◆ GOALS
(A) Can you extract the passage of the text on Microsoft and Linux between "What scares me, truly, is" and "criminalization of Linux.", inclusive?
(B) According to the text on Microsoft and Linux, what is Microsoft's and SCO's only way to beat OSS, as many have suggested?
(C) Does each statement agree with the text on Microsoft and Linux? (i) SCO appears likely to win its game. (ii) The envisioned killer app would have systems secure by default, with the security transparent to users. (iii) The current situation is described as the first step toward the criminalization of Linux.

◆ EXTRACTED TEXT
Matt Garman wrote:

On Fri, Feb 13, 2004 at 12:34:32AM +0100, Spider wrote:


other technologies that can be seen as "infringing" on some of MS
turf. Its an easy, blunt lega weapon to weild against whole projects,
stating that all progress past this point is only because you copied
MS sources, weilding a large batch of patents, tradesecrets and
copyright infringement claims and slamming large and wide.



What scares me, truly, is that it only takes one bonehead to do a copy and paste job from the MS code to a (previously) legitimate OSS application. And, as you say, that gives Microsoft, with their vast financial and legal resources, an opportunity to start doing a lot of damage to the OSS world.

I'm probably overly paranoid, but part of me is thinking about a
conspiracy. Even if it's not a conspiracy, you've got to admit that
Microsoft is pretty good at taking advantage of circumstances, and
working things to their favor. I'm sure someone there will figure out a
way to use this "opportunity" to kill Linux---as many have suggested,
Microsoft's (and SCO's) only way to beat OSS is through manipulation of
the legal system.


Yep. They will stop at nothing. Well, physical assaults, maybe. :-(

I hope this isn't the first step towards the criminalization of Linux.



It's the second step after SCO. At least it seems SCO are going to lose their poker game.

I've often thought that the best way to get a lot of converts to Linux
is for OSS to offer the next "killer app".  My vision of the next killer
app is highly integrated, "ubiquitous security"---systems that are by
default completely secure, but the security implementation and
infrastructure is transparent to the users; systems that are *by design*
inherantly secure, so they can be open as well (kinda like "open DRM").

◆ SOURCE DATA
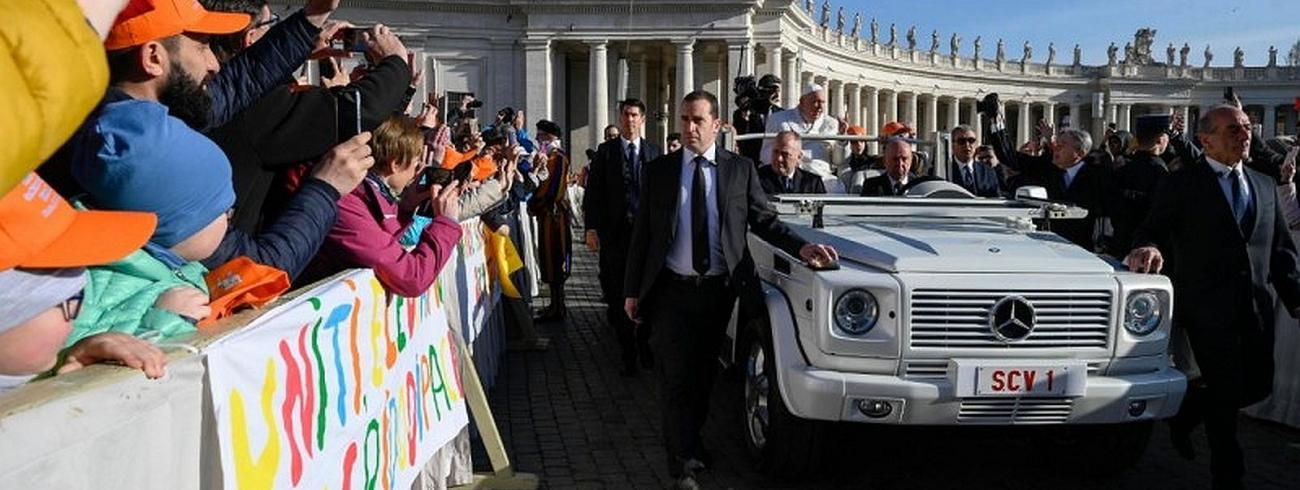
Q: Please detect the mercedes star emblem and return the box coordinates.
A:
[988,296,1036,342]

◆ RESPONSES TO THE TASKS
(A)
What scares me, truly, is that it only takes one bonehead to do a copy and paste job from the MS code to a (previously) legitimate OSS application. And, as you say, that gives Microsoft, with their vast financial and legal resources, an opportunity to start doing a lot of damage to the OSS world.

I'm probably overly paranoid, but part of me is thinking about a
conspiracy. Even if it's not a conspiracy, you've got to admit that
Microsoft is pretty good at taking advantage of circumstances, and
working things to their favor. I'm sure someone there will figure out a
way to use this "opportunity" to kill Linux---as many have suggested,
Microsoft's (and SCO's) only way to beat OSS is through manipulation of
the legal system.


Yep. They will stop at nothing. Well, physical assaults, maybe. :-(

I hope this isn't the first step towards the criminalization of Linux.

(B) Through manipulation of the legal system.

(C)
(i) No: "At least it seems SCO are going to lose their poker game."
(ii) Yes: "systems that are by default completely secure, but the security implementation and infrastructure is transparent to the users"
(iii) No: "It's the second step after SCO."